>> Start

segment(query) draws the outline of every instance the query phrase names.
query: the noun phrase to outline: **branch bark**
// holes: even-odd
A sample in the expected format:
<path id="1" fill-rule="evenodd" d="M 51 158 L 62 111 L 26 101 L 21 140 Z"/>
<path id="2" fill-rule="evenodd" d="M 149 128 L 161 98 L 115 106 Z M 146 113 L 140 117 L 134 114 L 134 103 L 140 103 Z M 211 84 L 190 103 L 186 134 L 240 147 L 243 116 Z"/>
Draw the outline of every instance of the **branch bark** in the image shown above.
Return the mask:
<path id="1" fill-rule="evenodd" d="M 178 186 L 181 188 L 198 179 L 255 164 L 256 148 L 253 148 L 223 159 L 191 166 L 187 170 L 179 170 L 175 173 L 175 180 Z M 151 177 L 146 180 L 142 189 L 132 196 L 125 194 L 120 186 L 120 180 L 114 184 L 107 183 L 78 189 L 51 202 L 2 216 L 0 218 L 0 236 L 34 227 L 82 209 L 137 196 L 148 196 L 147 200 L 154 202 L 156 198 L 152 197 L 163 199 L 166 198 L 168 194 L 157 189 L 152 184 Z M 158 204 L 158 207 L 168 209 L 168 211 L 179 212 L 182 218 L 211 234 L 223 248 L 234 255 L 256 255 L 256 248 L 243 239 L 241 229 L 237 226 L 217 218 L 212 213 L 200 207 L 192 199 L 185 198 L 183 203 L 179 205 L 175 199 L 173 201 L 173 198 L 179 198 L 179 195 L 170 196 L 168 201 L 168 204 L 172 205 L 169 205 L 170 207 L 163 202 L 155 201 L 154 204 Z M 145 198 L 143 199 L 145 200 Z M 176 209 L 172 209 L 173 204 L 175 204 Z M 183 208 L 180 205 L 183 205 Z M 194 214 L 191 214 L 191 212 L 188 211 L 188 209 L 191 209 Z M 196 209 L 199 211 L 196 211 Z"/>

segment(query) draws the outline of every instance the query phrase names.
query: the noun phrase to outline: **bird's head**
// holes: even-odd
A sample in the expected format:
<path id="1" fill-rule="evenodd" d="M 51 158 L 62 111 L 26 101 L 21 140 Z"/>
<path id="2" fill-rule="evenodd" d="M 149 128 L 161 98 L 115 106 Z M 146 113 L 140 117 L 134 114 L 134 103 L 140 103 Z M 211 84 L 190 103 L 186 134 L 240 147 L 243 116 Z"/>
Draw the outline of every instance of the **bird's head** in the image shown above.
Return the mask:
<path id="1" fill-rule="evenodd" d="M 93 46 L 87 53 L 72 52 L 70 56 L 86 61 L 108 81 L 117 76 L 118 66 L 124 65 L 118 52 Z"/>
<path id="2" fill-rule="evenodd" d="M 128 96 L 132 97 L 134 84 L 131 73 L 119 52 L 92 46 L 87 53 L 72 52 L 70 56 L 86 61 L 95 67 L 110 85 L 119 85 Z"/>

>> End

## Given task
Retype the records above word for word, keeping every line as it is.

## Exercise solution
segment(query) draws the outline of every instance the query phrase names.
query: the noun phrase to outline: **branch bark**
// holes: even-odd
A sample in the expected format:
<path id="1" fill-rule="evenodd" d="M 51 158 L 62 111 L 26 101 L 21 140 Z"/>
<path id="2" fill-rule="evenodd" d="M 149 128 L 161 98 L 115 106 Z M 146 113 L 140 117 L 134 114 L 134 103 L 140 103 Z M 211 84 L 190 103 L 186 134 L 240 147 L 243 116 Z"/>
Draw the outline of every instance of the **branch bark** in the image shown above.
Return the mask:
<path id="1" fill-rule="evenodd" d="M 178 186 L 181 188 L 198 179 L 255 164 L 256 148 L 253 148 L 223 159 L 191 166 L 187 170 L 179 170 L 175 173 L 175 180 Z M 151 177 L 146 180 L 142 189 L 132 196 L 125 194 L 120 186 L 120 180 L 114 184 L 107 183 L 78 189 L 51 202 L 2 216 L 0 218 L 0 236 L 34 227 L 82 209 L 137 196 L 148 196 L 147 200 L 154 202 L 156 198 L 152 197 L 163 199 L 166 198 L 168 194 L 157 189 L 152 184 Z M 158 204 L 158 207 L 168 209 L 168 211 L 179 212 L 182 218 L 211 234 L 223 248 L 234 255 L 256 255 L 256 248 L 243 239 L 241 229 L 237 226 L 217 218 L 212 213 L 200 207 L 192 199 L 185 198 L 183 203 L 179 205 L 175 199 L 173 201 L 173 198 L 179 198 L 179 195 L 170 196 L 168 201 L 168 204 L 172 205 L 169 205 L 170 207 L 163 202 L 155 201 L 154 204 Z M 145 198 L 143 199 L 145 200 Z M 176 209 L 172 209 L 173 204 L 175 204 Z M 183 208 L 180 205 L 183 205 Z M 194 214 L 191 214 L 191 212 L 188 211 L 188 209 L 191 209 Z M 196 209 L 199 211 L 196 211 Z"/>

segment(query) draws the outline of every instance the query phrase names.
query: the noun phrase to outline: **bird's head**
// holes: even-odd
A sample in the expected format:
<path id="1" fill-rule="evenodd" d="M 51 158 L 62 111 L 26 101 L 21 140 Z"/>
<path id="2" fill-rule="evenodd" d="M 149 128 L 161 98 L 115 106 Z M 146 113 L 140 117 L 134 114 L 134 103 L 140 103 Z M 211 84 L 190 103 L 186 134 L 240 147 L 243 116 Z"/>
Draw the outline of every instance of the **bird's head** in the image shown above.
Return the mask:
<path id="1" fill-rule="evenodd" d="M 93 46 L 87 53 L 72 52 L 70 56 L 86 61 L 108 81 L 117 76 L 118 66 L 124 65 L 118 52 Z"/>
<path id="2" fill-rule="evenodd" d="M 128 96 L 132 97 L 134 84 L 131 73 L 119 52 L 92 46 L 87 53 L 72 52 L 70 56 L 86 61 L 95 67 L 110 85 L 119 85 Z"/>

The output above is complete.